= Beginning of Section =

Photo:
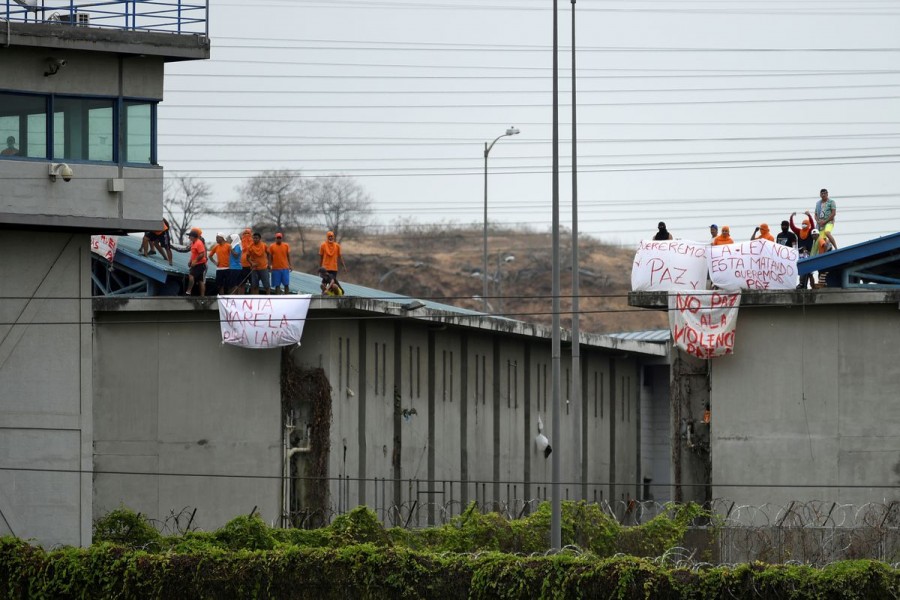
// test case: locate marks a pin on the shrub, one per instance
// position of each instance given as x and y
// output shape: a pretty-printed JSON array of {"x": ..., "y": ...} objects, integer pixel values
[{"x": 124, "y": 527}]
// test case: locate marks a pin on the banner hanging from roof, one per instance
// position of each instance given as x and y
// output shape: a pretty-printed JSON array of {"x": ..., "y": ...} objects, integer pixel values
[
  {"x": 105, "y": 246},
  {"x": 262, "y": 321},
  {"x": 703, "y": 323},
  {"x": 669, "y": 265},
  {"x": 756, "y": 265}
]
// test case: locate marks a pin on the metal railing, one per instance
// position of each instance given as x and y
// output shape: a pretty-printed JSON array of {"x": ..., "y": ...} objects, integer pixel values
[{"x": 167, "y": 16}]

= End of Section =

### [WHAT YOU NEED TO DO]
Identify every line above with the string "case" in it. Copy those lines.

### [COMPLETED EXERCISE]
// test case: locate marks a pin on the shrub, one per instance
// test case: locate marks a pin on the banner hanging from roof, one per instance
// test case: locate marks a pin on the metal railing, one per instance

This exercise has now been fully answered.